● Exercise:
Reproduce all the data, character for character.

Source material section start

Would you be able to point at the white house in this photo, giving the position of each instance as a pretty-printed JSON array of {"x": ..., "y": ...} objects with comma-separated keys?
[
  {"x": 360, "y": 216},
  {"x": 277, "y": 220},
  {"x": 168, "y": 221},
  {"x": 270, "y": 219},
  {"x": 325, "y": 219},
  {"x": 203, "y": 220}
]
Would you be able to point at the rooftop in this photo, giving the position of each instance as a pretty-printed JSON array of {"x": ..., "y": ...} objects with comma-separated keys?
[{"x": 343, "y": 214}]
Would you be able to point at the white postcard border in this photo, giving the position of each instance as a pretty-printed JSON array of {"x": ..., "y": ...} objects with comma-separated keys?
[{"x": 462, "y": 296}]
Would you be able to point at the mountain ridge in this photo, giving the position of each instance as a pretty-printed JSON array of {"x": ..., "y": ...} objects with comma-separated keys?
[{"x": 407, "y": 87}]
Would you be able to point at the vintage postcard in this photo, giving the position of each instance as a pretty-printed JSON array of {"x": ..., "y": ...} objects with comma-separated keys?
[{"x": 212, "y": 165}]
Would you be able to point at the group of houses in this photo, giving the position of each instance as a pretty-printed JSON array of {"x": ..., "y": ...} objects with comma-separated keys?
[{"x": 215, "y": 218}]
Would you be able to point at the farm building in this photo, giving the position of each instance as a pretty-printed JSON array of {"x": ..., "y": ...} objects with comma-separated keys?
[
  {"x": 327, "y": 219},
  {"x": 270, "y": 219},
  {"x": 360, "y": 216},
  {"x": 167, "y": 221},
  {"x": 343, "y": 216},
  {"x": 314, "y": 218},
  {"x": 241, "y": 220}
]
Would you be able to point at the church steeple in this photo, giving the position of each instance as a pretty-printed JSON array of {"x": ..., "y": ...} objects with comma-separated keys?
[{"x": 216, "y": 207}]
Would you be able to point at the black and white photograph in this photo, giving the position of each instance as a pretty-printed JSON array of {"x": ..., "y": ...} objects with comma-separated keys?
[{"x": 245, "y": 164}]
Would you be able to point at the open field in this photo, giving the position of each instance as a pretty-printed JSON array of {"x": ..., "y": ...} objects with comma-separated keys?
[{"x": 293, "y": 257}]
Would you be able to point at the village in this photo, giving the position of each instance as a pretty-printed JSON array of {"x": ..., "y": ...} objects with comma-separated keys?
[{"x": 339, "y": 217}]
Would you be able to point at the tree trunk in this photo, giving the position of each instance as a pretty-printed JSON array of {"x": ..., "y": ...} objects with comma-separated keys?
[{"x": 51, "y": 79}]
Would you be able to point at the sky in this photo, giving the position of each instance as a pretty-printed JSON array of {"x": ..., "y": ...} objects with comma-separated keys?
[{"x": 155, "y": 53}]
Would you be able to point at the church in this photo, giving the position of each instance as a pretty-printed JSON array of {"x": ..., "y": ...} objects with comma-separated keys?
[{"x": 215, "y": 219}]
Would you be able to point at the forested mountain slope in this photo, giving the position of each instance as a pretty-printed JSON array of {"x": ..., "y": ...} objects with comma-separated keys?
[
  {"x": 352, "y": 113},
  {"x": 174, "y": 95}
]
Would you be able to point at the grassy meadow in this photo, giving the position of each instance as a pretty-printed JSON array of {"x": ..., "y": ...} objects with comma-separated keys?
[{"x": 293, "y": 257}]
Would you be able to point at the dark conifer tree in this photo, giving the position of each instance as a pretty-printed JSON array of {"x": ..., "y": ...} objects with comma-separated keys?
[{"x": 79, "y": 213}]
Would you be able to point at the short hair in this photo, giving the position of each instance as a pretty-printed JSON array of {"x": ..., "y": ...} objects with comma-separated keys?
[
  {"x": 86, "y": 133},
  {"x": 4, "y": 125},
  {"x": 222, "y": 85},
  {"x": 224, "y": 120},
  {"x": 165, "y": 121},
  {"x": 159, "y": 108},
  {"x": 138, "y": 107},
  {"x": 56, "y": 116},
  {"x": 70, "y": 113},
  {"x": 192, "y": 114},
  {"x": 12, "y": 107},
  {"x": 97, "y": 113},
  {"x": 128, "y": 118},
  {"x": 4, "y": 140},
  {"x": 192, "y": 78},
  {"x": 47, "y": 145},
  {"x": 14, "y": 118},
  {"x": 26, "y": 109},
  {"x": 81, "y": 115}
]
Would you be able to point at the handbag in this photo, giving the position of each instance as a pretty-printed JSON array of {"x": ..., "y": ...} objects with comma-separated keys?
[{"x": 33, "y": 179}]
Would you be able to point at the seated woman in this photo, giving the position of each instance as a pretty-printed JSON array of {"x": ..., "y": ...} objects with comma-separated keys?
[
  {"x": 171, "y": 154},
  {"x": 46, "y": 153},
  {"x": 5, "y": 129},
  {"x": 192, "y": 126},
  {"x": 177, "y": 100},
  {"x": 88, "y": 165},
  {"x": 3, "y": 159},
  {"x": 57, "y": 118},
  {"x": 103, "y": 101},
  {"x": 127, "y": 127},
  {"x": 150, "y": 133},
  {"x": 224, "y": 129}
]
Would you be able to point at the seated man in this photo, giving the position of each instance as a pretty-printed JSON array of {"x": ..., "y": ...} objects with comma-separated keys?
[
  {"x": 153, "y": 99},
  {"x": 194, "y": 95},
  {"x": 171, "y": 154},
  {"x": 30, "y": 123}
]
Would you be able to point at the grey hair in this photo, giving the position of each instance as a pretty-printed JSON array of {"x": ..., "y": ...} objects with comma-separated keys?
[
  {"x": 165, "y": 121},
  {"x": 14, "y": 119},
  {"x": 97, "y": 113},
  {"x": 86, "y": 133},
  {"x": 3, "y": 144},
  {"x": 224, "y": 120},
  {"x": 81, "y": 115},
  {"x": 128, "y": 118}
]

Source material section end

● Answer for this exercise:
Would you be able to point at the white house in this photo, giving the position of each instance as a pretty-printed JSON array of {"x": ..., "y": ...} objects with comma-separated keys?
[
  {"x": 360, "y": 216},
  {"x": 277, "y": 220},
  {"x": 168, "y": 221},
  {"x": 270, "y": 219},
  {"x": 325, "y": 219},
  {"x": 203, "y": 220}
]
Would you be able to point at the rooftop in this photo, giving the position of each instance as a pretty-printed JSON array of {"x": ..., "y": ...} objects with comma-separated keys?
[{"x": 343, "y": 214}]
Would you be able to point at the white postcard border in this photo, giving the position of each instance as a pretty-printed JSON array of {"x": ..., "y": ...} objects with comma-separated keys?
[{"x": 462, "y": 296}]
Would you be able to point at the mountain ridge in this photo, giving the position of each instance as a pretty-printed JSON array of {"x": ..., "y": ...} objects with comma-separated keys?
[{"x": 407, "y": 87}]
Would you be able to point at the vintage postcard in this photo, giving the position of each instance as a pretty-printed JSON array of {"x": ..., "y": ...} objects with comma-separated keys?
[{"x": 212, "y": 165}]
Would you be able to point at the group of houses in this photo, giving the position of each instance as a pretty-printed JSON array of {"x": ..., "y": ...} objects with comma-separated keys?
[{"x": 215, "y": 218}]
Would you be able to point at the farm building in this photo, giving the position of each instance as a pretty-printed JSON array of {"x": ..., "y": ...} objects with comma-separated keys?
[
  {"x": 327, "y": 219},
  {"x": 270, "y": 219},
  {"x": 360, "y": 216},
  {"x": 167, "y": 221},
  {"x": 343, "y": 216},
  {"x": 314, "y": 218},
  {"x": 241, "y": 220}
]
Would you be able to point at the church steeple in this photo, giving the position of each instance as a pretty-printed JSON array of {"x": ..., "y": ...} objects with comma-separated keys?
[{"x": 216, "y": 207}]
Would you be able to point at the black and white photograph in this photo, giving the position of each instance as a pretty-printed JSON array of {"x": ..., "y": ...} objects with comma-separated keys?
[{"x": 245, "y": 164}]
Would you be able to point at the open field in this photo, giving the position of each instance as a pretty-printed JSON array of {"x": ..., "y": ...} objects with comma-separated keys?
[{"x": 293, "y": 257}]
Would you be able to point at the village in this photo, giving the position of each instance as a pretty-printed JSON array of {"x": ..., "y": ...} objects with comma-separated keys?
[{"x": 339, "y": 217}]
Would you be able to point at the tree trunk in this photo, giving the position of each instance as a pretty-printed JSON array of {"x": ..., "y": ...} objects with comma-separated keys?
[{"x": 51, "y": 79}]
Would you be able to point at the sky in this photo, giving the position of each instance as a pretty-printed JSON array of {"x": ..., "y": ...} objects with comma-separated keys?
[{"x": 155, "y": 53}]
Would you be able to point at the church in this photo, giving the position of each instance as a pretty-printed JSON array of {"x": ..., "y": ...} objects with comma-separated keys?
[{"x": 215, "y": 219}]
Would you be able to point at the forested mountain slope in this photo, giving the position of each instance as a pretty-printed JSON array of {"x": ..., "y": ...} objects with comma-separated keys?
[
  {"x": 352, "y": 113},
  {"x": 174, "y": 95}
]
Would you be able to point at the grassy meadow in this photo, giving the position of each instance as a pretty-printed JSON array of {"x": ..., "y": ...} objects with comma-separated keys?
[{"x": 293, "y": 257}]
Would you be able to point at the dark conifer tree in this photo, giving the position of each instance as a pretty-printed JSON array of {"x": ..., "y": ...} objects with comma-separated keys?
[{"x": 79, "y": 213}]
Would you be able to point at the short hair in this photo, giving the position of each instance as a pretty-printed JSON array of {"x": ..., "y": ...} objects with comma-separated keys?
[
  {"x": 86, "y": 133},
  {"x": 4, "y": 125},
  {"x": 222, "y": 85},
  {"x": 224, "y": 120},
  {"x": 165, "y": 121},
  {"x": 159, "y": 108},
  {"x": 138, "y": 107},
  {"x": 56, "y": 116},
  {"x": 70, "y": 113},
  {"x": 192, "y": 114},
  {"x": 12, "y": 107},
  {"x": 97, "y": 113},
  {"x": 128, "y": 118},
  {"x": 4, "y": 140},
  {"x": 192, "y": 78},
  {"x": 47, "y": 145},
  {"x": 14, "y": 118},
  {"x": 26, "y": 109},
  {"x": 81, "y": 115}
]
Would you be able to point at the handbag in this photo, giving the position of each instance as a pretty-printed JSON array of {"x": ..., "y": ...} objects with comma-separated keys?
[{"x": 33, "y": 179}]
Would you be able to point at the seated woman in this photo, giving the position of each instance as a pretty-printed JSON array of {"x": ..., "y": ...} objects with comma-separated keys?
[
  {"x": 171, "y": 154},
  {"x": 46, "y": 153},
  {"x": 5, "y": 129},
  {"x": 192, "y": 126},
  {"x": 177, "y": 100},
  {"x": 88, "y": 165},
  {"x": 3, "y": 159},
  {"x": 57, "y": 118},
  {"x": 103, "y": 101},
  {"x": 127, "y": 127},
  {"x": 150, "y": 133},
  {"x": 224, "y": 129}
]
Would you be able to point at the seated man in this photo, giving the position of each instance as a pretty-printed JSON array of {"x": ..., "y": ...} objects with comma-separated keys?
[
  {"x": 153, "y": 99},
  {"x": 194, "y": 95},
  {"x": 171, "y": 154},
  {"x": 30, "y": 123}
]
Would you be able to point at the grey hair in this photo, giving the position of each instance as a pretty-printed JSON array of {"x": ..., "y": ...} objects with comma-separated keys?
[
  {"x": 165, "y": 121},
  {"x": 14, "y": 119},
  {"x": 97, "y": 113},
  {"x": 86, "y": 133},
  {"x": 3, "y": 144},
  {"x": 224, "y": 120},
  {"x": 81, "y": 115},
  {"x": 128, "y": 118}
]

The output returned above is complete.